[Saved data entries]
== Segment start ==

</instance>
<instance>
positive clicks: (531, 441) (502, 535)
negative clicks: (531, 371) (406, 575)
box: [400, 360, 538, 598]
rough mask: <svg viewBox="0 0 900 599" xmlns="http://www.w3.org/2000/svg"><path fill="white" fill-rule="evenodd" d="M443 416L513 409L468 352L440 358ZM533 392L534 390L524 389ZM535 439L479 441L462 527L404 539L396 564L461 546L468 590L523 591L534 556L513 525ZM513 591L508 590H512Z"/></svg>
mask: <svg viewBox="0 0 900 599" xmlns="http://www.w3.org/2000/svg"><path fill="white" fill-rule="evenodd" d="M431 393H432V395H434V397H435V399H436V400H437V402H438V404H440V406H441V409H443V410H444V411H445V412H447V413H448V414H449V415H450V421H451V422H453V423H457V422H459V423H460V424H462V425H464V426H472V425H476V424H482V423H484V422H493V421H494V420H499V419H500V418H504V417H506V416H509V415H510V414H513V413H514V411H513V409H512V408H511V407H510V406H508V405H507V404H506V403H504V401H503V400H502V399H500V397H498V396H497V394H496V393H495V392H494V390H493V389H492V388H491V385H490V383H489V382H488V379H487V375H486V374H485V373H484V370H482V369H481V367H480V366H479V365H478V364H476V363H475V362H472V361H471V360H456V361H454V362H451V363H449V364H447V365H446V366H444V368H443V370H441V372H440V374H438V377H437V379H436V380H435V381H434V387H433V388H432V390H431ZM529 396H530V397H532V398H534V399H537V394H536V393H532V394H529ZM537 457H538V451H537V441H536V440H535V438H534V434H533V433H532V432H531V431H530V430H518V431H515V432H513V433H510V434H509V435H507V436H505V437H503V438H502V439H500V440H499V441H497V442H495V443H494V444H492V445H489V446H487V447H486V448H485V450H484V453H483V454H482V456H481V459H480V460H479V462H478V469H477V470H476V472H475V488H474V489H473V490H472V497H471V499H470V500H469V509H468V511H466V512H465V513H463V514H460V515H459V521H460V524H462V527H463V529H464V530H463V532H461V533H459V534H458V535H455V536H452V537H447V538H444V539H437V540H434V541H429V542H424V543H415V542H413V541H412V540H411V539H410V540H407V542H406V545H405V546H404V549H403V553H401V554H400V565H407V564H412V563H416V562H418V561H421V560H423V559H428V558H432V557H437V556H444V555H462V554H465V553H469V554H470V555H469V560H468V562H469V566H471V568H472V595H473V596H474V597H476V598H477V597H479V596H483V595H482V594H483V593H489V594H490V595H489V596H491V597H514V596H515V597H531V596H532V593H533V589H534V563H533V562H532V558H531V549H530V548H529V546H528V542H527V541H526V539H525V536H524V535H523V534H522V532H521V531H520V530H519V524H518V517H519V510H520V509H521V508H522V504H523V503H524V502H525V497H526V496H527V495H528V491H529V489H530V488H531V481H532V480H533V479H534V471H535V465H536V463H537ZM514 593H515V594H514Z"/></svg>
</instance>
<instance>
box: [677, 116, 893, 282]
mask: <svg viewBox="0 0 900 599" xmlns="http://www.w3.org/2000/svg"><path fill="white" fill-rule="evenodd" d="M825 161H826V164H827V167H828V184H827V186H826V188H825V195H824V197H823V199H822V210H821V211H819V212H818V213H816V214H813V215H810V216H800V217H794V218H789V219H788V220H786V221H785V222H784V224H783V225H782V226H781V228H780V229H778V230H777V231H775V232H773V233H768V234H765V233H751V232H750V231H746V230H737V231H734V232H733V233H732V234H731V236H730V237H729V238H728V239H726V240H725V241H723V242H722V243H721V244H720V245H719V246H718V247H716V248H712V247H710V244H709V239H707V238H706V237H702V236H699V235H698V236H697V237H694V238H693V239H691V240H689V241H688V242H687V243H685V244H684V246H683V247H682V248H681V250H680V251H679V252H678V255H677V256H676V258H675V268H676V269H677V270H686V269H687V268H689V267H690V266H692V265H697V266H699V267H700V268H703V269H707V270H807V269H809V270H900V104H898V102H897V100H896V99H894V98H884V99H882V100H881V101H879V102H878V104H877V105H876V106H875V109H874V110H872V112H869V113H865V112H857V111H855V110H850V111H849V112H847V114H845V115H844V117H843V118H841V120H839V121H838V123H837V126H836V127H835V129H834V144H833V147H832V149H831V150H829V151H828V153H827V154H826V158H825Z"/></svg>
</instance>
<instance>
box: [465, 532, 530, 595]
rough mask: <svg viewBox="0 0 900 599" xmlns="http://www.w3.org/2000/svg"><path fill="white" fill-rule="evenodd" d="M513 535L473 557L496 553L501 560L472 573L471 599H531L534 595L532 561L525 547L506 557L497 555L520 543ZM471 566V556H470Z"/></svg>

== Segment end ==

▸ Work to be completed:
With nothing left out, return each entry exactly.

▸ Result for this exercise:
</instance>
<instance>
positive clicks: (531, 441) (502, 535)
negative clicks: (531, 371) (406, 575)
box: [400, 360, 538, 598]
rough mask: <svg viewBox="0 0 900 599" xmlns="http://www.w3.org/2000/svg"><path fill="white" fill-rule="evenodd" d="M443 416L513 409L468 352L440 358ZM533 392L534 390L524 389ZM535 439L479 441L462 527L404 539L396 564L461 546L468 590L523 591L534 556L513 525ZM513 591L508 590H512Z"/></svg>
mask: <svg viewBox="0 0 900 599" xmlns="http://www.w3.org/2000/svg"><path fill="white" fill-rule="evenodd" d="M431 393H432V395H434V397H435V399H436V400H437V402H438V404H440V406H441V409H443V410H444V411H445V412H447V413H448V414H449V415H450V421H451V422H453V423H457V422H459V423H460V424H462V425H464V426H472V425H476V424H482V423H484V422H493V421H494V420H499V419H500V418H504V417H506V416H509V415H510V414H513V413H514V411H513V409H512V408H511V407H510V406H508V405H507V404H506V403H504V401H503V400H502V399H500V397H498V396H497V394H496V393H495V392H494V390H493V389H492V388H491V385H490V383H489V382H488V379H487V375H486V374H485V373H484V370H482V369H481V367H480V366H479V365H478V364H476V363H475V362H472V361H471V360H456V361H454V362H451V363H449V364H447V365H446V366H444V368H443V370H441V372H440V374H438V377H437V379H436V380H435V381H434V387H433V388H432V390H431ZM529 396H530V397H532V398H534V399H537V394H536V393H532V394H529ZM537 457H538V451H537V441H536V440H535V438H534V434H533V433H532V432H531V431H530V430H518V431H515V432H513V433H510V434H509V435H507V436H505V437H503V438H502V439H500V440H499V441H497V442H495V443H494V444H492V445H489V446H487V447H486V448H485V450H484V453H483V454H482V456H481V459H480V460H479V462H478V469H477V470H476V472H475V488H474V489H473V490H472V497H471V499H470V500H469V509H468V511H466V512H465V513H463V514H460V515H459V521H460V524H462V527H463V529H464V530H463V532H461V533H459V534H458V535H455V536H452V537H447V538H444V539H437V540H434V541H429V542H424V543H415V542H413V541H412V540H411V539H410V540H407V542H406V545H405V546H404V549H403V553H401V554H400V565H407V564H412V563H416V562H418V561H421V560H423V559H428V558H432V557H437V556H444V555H462V554H465V553H469V554H470V555H469V560H468V562H469V566H471V568H472V595H473V596H474V597H476V598H477V597H479V596H483V595H482V594H483V593H489V594H490V595H489V596H491V597H514V596H515V597H531V596H532V593H533V589H534V563H533V562H532V558H531V549H530V548H529V546H528V542H527V541H526V539H525V536H524V535H523V534H522V532H521V531H520V530H519V524H518V517H519V510H520V509H521V508H522V504H523V503H524V502H525V497H526V496H527V495H528V491H529V489H530V488H531V481H532V480H533V479H534V471H535V465H536V463H537ZM514 593H515V594H514Z"/></svg>
</instance>
<instance>
box: [677, 116, 893, 282]
mask: <svg viewBox="0 0 900 599" xmlns="http://www.w3.org/2000/svg"><path fill="white" fill-rule="evenodd" d="M825 161H826V164H827V167H828V184H827V186H826V188H825V195H824V197H823V199H822V210H821V211H819V212H818V213H816V214H813V215H810V216H800V217H794V218H789V219H788V220H786V221H785V222H784V224H783V225H782V226H781V228H780V229H778V230H777V231H775V232H773V233H768V234H765V233H751V232H750V231H746V230H737V231H734V232H733V233H732V234H731V236H730V237H729V238H728V239H726V240H725V241H723V242H722V243H721V244H720V245H719V246H718V247H716V248H712V247H710V244H709V239H707V238H706V237H702V236H699V235H698V236H697V237H694V238H693V239H691V240H689V241H688V242H687V243H685V244H684V246H683V247H682V248H681V250H680V251H679V252H678V255H677V256H676V258H675V268H676V269H677V270H686V269H687V268H689V267H690V266H692V265H697V266H699V267H700V268H703V269H707V270H807V269H809V270H900V104H898V102H897V100H896V99H894V98H884V99H882V100H881V101H879V102H878V104H877V105H876V106H875V109H874V110H872V112H869V113H865V112H857V111H855V110H850V111H849V112H847V114H845V115H844V117H843V118H841V120H839V121H838V123H837V126H836V127H835V129H834V144H833V147H832V149H831V150H829V151H828V153H827V154H826V158H825Z"/></svg>
</instance>
<instance>
box: [465, 532, 530, 595]
rough mask: <svg viewBox="0 0 900 599" xmlns="http://www.w3.org/2000/svg"><path fill="white" fill-rule="evenodd" d="M513 535L473 557L496 553L501 560L472 573L471 599H531L534 595L532 561L525 547L506 557L497 555L520 543ZM471 566V556H470Z"/></svg>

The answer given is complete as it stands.